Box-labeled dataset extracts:
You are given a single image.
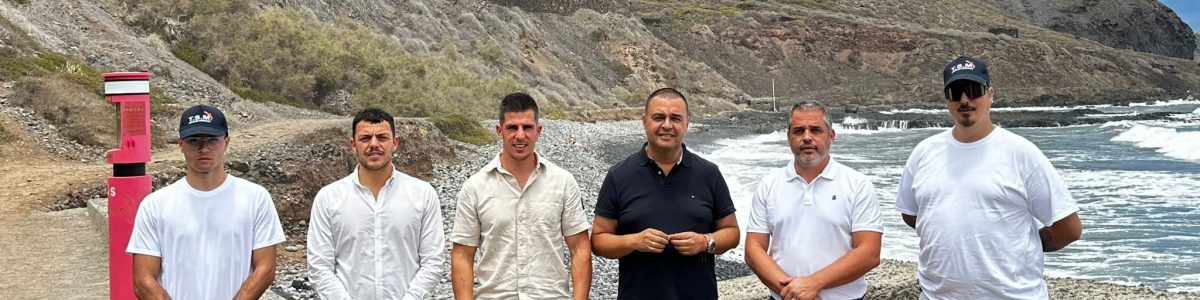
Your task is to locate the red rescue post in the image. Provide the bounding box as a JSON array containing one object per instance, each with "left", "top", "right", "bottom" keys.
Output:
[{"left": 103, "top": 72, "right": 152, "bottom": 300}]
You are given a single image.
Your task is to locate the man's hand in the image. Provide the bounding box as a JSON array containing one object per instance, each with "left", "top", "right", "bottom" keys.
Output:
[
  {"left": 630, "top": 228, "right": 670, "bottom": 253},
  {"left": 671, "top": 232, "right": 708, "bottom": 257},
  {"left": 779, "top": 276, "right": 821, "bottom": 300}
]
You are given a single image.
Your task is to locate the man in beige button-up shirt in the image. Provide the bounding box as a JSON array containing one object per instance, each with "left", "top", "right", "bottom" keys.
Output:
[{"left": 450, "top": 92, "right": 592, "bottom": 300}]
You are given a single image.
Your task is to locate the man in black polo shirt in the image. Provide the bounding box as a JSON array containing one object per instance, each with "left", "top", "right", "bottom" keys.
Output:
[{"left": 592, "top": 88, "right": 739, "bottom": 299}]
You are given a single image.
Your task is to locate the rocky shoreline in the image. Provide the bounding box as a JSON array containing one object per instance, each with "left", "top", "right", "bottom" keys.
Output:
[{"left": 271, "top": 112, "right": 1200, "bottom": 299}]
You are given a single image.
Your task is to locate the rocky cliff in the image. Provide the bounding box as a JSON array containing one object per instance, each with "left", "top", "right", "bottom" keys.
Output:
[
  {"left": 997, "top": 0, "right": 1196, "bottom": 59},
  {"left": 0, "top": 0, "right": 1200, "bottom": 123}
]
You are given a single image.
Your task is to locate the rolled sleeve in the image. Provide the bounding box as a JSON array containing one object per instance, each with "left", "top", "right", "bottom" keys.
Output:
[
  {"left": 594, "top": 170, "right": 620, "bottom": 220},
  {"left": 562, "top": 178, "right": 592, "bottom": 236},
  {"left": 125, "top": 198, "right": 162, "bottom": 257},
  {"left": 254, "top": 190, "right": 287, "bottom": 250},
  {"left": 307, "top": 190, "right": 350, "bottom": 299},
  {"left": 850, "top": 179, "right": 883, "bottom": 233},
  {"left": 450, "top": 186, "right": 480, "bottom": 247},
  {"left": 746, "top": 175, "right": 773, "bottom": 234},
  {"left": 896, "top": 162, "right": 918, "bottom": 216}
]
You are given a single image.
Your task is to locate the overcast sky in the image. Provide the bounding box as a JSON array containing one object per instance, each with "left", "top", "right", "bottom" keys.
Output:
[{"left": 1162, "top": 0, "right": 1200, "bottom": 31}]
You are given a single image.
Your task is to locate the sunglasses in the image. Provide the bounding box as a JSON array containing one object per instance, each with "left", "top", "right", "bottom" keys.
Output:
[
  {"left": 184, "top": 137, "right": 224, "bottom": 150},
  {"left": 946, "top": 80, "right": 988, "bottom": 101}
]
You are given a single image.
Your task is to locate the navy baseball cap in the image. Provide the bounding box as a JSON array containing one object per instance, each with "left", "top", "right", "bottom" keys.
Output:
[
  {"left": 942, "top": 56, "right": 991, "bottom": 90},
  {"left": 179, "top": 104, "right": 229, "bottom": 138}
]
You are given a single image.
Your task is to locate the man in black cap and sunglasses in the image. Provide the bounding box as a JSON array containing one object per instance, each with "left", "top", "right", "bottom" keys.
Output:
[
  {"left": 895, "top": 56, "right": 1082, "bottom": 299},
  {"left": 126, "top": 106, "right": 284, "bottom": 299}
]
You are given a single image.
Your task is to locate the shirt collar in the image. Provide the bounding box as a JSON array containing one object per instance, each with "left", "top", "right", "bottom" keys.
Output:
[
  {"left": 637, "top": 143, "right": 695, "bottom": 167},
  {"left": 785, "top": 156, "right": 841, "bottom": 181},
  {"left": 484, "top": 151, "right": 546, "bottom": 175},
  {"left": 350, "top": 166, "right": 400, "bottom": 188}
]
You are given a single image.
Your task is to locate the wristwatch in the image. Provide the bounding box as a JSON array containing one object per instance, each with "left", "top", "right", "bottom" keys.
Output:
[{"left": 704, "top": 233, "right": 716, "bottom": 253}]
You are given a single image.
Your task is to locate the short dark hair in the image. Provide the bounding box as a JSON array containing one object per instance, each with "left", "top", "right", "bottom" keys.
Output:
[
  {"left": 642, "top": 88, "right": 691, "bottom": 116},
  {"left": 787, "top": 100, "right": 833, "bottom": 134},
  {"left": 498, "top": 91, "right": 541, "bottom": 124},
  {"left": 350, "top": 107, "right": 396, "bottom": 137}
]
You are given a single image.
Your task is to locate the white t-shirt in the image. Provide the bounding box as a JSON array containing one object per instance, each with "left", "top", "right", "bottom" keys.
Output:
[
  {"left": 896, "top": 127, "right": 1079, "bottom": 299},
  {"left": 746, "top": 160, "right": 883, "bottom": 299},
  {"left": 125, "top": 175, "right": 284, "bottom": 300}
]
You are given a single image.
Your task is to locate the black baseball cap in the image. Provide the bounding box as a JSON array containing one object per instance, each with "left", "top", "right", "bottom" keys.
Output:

## WORK REQUIRED
Count the lines above that contain the word "baseball", matching case exactly, and give only the number.

## THE ANSWER
2